DATA FOR PROCESSING
##########
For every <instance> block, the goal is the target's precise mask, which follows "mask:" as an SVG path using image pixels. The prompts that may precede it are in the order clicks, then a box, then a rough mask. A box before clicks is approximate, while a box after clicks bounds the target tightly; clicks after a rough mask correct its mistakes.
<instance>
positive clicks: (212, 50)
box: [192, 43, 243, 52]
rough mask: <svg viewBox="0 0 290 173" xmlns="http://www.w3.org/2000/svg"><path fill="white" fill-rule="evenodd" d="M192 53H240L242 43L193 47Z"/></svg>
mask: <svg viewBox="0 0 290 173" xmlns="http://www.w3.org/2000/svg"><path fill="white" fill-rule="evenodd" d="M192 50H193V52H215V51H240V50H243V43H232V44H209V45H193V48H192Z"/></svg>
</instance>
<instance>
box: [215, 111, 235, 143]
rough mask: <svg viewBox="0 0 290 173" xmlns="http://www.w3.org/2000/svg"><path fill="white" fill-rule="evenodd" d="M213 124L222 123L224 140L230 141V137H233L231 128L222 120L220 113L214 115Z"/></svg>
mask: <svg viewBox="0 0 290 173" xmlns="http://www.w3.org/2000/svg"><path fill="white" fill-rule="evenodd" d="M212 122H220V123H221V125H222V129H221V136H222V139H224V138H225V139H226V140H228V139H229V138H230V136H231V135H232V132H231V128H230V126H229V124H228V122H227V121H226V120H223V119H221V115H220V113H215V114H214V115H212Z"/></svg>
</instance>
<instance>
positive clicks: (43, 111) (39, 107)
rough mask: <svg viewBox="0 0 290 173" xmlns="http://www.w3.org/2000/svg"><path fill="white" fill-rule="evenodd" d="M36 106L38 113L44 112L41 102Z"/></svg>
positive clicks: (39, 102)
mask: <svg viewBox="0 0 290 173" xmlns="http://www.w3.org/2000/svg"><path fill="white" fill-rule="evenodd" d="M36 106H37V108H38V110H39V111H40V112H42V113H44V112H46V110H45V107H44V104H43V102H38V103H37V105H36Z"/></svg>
##########
TO DO
How many lines in the listing above contain the string "positive"? Reply with the number alone.

ANSWER BELOW
3